EXERCISE:
Gather every line below that contains the word "ceiling". Uppercase and lowercase letters are to be treated as distinct.

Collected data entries
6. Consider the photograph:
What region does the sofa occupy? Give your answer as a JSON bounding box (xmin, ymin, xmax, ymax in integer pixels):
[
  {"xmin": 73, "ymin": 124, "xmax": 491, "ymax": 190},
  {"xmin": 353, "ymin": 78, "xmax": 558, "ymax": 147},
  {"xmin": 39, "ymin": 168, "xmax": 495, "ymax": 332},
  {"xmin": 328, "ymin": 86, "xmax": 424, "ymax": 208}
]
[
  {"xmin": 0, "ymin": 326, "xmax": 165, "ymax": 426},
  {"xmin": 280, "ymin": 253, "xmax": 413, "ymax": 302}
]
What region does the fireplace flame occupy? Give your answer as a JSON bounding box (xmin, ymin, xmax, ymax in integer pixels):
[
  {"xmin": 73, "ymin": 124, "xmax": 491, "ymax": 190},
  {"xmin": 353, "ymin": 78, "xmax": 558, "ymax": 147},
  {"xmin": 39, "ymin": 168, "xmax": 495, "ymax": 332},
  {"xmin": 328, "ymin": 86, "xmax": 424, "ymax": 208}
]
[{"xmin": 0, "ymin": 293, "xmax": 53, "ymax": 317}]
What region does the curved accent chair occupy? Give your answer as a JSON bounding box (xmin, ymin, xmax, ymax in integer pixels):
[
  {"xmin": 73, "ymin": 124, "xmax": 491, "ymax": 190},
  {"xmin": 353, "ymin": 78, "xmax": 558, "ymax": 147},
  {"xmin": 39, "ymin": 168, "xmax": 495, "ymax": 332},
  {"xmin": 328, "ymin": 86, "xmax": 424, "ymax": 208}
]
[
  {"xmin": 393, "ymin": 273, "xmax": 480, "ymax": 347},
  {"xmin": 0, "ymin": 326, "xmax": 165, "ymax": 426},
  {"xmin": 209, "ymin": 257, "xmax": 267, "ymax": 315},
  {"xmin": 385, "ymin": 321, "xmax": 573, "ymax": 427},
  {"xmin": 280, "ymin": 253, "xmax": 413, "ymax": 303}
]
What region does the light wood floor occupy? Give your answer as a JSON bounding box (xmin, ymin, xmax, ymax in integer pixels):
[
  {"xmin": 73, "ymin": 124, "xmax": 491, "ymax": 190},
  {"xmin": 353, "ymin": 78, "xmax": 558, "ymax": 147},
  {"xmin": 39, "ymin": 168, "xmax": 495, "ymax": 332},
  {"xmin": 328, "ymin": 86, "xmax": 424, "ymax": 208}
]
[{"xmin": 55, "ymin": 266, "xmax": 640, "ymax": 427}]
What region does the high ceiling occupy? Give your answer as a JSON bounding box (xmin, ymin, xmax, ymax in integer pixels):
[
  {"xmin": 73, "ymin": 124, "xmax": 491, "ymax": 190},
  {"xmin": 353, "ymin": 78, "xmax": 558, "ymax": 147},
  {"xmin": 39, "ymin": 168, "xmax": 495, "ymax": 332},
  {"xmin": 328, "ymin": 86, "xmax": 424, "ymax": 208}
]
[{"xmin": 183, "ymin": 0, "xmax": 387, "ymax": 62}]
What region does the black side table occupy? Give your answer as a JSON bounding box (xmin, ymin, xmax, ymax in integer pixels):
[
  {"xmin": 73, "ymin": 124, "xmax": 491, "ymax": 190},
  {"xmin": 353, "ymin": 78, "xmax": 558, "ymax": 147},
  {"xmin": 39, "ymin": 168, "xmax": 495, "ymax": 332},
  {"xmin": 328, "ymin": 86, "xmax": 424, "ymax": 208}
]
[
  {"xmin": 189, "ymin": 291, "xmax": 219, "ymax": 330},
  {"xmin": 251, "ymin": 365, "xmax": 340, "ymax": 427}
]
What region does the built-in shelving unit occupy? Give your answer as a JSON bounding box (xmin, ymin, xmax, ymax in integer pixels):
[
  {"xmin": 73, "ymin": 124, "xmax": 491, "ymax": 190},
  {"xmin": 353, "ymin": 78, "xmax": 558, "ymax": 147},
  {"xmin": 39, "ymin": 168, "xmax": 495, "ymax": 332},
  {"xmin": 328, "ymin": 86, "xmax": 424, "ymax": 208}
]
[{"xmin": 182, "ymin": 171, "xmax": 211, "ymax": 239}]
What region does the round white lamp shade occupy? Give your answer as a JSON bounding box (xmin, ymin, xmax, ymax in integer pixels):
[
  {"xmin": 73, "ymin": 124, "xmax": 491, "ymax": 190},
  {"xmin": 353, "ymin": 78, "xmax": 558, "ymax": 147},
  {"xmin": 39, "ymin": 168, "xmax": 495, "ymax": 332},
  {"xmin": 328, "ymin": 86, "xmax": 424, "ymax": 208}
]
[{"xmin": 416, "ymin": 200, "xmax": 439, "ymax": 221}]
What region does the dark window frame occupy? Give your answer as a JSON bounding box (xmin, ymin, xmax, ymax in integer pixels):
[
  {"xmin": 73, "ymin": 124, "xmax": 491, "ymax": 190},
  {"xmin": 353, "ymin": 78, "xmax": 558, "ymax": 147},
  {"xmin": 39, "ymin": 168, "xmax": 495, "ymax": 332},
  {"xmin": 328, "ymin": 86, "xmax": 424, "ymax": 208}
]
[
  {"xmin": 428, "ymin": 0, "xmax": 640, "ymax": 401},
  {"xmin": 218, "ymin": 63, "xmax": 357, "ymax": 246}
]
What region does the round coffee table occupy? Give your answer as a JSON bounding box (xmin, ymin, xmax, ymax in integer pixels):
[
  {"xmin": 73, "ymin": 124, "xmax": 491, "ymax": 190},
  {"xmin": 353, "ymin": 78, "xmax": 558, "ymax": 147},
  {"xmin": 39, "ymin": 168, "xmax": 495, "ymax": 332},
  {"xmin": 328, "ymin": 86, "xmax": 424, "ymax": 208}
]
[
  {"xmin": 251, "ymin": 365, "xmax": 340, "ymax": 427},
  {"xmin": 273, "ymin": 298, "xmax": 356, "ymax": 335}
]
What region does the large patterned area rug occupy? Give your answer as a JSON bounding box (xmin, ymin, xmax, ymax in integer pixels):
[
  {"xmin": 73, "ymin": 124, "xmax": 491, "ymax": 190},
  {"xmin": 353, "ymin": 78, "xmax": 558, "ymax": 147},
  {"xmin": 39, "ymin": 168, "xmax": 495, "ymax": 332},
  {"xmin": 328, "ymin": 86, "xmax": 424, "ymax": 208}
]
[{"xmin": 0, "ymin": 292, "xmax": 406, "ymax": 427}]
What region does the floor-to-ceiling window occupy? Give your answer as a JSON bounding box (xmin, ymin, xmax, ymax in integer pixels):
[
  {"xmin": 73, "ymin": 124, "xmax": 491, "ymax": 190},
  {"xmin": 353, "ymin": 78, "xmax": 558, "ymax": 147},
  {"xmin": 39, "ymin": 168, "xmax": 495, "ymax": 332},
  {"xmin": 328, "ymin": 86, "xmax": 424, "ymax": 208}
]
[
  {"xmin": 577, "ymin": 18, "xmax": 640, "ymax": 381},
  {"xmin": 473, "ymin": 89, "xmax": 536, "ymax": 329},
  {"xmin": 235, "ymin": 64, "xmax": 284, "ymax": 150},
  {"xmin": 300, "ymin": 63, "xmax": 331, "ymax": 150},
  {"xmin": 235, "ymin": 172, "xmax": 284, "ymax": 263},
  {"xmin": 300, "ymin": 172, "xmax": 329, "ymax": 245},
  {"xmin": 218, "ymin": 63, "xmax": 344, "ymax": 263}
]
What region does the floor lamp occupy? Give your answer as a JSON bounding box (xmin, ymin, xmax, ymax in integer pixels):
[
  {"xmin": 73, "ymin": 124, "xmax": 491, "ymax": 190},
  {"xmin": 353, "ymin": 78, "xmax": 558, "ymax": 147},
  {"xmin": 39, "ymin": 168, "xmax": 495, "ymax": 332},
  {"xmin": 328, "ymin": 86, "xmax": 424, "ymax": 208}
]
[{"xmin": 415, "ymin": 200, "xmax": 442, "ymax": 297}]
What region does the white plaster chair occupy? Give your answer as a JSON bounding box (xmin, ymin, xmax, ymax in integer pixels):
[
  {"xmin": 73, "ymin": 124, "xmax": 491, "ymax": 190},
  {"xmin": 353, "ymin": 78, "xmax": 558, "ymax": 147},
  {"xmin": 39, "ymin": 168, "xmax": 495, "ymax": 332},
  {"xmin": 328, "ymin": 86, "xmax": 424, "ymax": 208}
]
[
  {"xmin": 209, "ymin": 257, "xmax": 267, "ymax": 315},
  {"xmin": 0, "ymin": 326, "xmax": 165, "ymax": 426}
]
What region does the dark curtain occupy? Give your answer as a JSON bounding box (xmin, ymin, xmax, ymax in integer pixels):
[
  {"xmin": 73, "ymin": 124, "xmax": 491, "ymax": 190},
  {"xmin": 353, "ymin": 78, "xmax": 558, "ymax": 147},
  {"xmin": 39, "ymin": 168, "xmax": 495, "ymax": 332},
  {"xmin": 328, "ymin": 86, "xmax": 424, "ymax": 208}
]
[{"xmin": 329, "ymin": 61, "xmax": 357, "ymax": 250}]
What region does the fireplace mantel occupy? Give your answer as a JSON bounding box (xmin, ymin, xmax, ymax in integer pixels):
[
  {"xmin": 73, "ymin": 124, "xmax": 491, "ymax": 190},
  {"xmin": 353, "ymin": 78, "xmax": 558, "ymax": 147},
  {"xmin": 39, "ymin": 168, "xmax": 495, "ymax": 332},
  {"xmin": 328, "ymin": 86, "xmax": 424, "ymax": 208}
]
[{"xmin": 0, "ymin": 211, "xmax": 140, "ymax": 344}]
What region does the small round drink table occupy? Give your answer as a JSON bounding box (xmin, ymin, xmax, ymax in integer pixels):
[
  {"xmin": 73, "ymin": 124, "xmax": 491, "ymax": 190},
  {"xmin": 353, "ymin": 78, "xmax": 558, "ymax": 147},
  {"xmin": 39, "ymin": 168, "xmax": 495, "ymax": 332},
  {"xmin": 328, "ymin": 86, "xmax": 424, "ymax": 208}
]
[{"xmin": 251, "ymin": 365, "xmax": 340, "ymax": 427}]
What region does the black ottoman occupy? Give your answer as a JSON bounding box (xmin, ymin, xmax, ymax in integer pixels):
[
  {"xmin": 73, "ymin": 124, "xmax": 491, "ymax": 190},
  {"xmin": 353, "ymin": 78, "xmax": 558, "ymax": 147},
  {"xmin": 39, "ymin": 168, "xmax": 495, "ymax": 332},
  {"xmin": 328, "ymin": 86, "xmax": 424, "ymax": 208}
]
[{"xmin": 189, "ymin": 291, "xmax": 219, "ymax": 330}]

RESPONSE:
What region does the high ceiling occupy? Give your answer as a JSON bounding box (xmin, ymin, xmax, ymax in integer pixels):
What region does the floor-to-ceiling window occupy? Give your answer as a JSON bounding box (xmin, ymin, xmax, ymax in integer pixels):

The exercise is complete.